[Opening Entries shown section]

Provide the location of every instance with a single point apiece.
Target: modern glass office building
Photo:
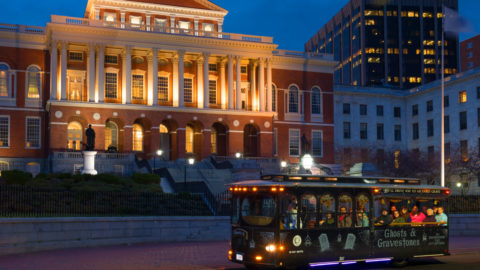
(392, 43)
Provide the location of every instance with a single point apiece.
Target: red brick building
(470, 53)
(156, 74)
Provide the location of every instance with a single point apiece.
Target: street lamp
(307, 162)
(190, 161)
(158, 153)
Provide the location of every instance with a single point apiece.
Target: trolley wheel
(400, 262)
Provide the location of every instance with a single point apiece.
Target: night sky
(290, 22)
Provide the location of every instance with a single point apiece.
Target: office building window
(462, 97)
(363, 131)
(430, 128)
(316, 101)
(111, 85)
(380, 132)
(317, 143)
(363, 109)
(294, 142)
(163, 88)
(415, 110)
(397, 112)
(379, 110)
(346, 130)
(188, 90)
(429, 105)
(463, 120)
(293, 99)
(138, 87)
(398, 133)
(33, 132)
(446, 121)
(346, 108)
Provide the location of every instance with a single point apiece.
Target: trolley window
(258, 210)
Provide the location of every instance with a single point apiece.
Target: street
(201, 256)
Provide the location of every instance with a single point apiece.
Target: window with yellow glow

[Closing Entries shown section]

» **What the exercise asks**: Make an exact copy of the data above, pictures excluded.

» **Answer to the problem**:
Provide the location of every instance with a single point apiece.
Target: modern glass office building
Photo:
(392, 43)
Provide the location of every instance with a single point apiece.
Target: red brick building
(470, 53)
(156, 74)
Provide the location of every instance with a single point apiece.
Target: street lamp
(307, 162)
(190, 161)
(158, 153)
Provide the location of every instance with a single point apiece.
Target: trolley wheel
(400, 262)
Provide the location of every instance with a single point apiece.
Target: night sky
(290, 22)
Provide the location of every instance with a single point apiece.
Target: office building window
(462, 97)
(363, 131)
(430, 128)
(316, 101)
(111, 85)
(380, 132)
(317, 143)
(363, 109)
(294, 142)
(163, 88)
(415, 110)
(397, 112)
(379, 110)
(346, 130)
(188, 90)
(429, 105)
(463, 120)
(293, 99)
(138, 87)
(398, 133)
(33, 132)
(446, 121)
(346, 108)
Provide the location of every instance with a single point apiece.
Target: trolley window
(258, 210)
Provide the location of every instance with a single point apiece.
Target: street
(201, 256)
Provide the location of every instance with a single point apiece.
Target: window with yellow glow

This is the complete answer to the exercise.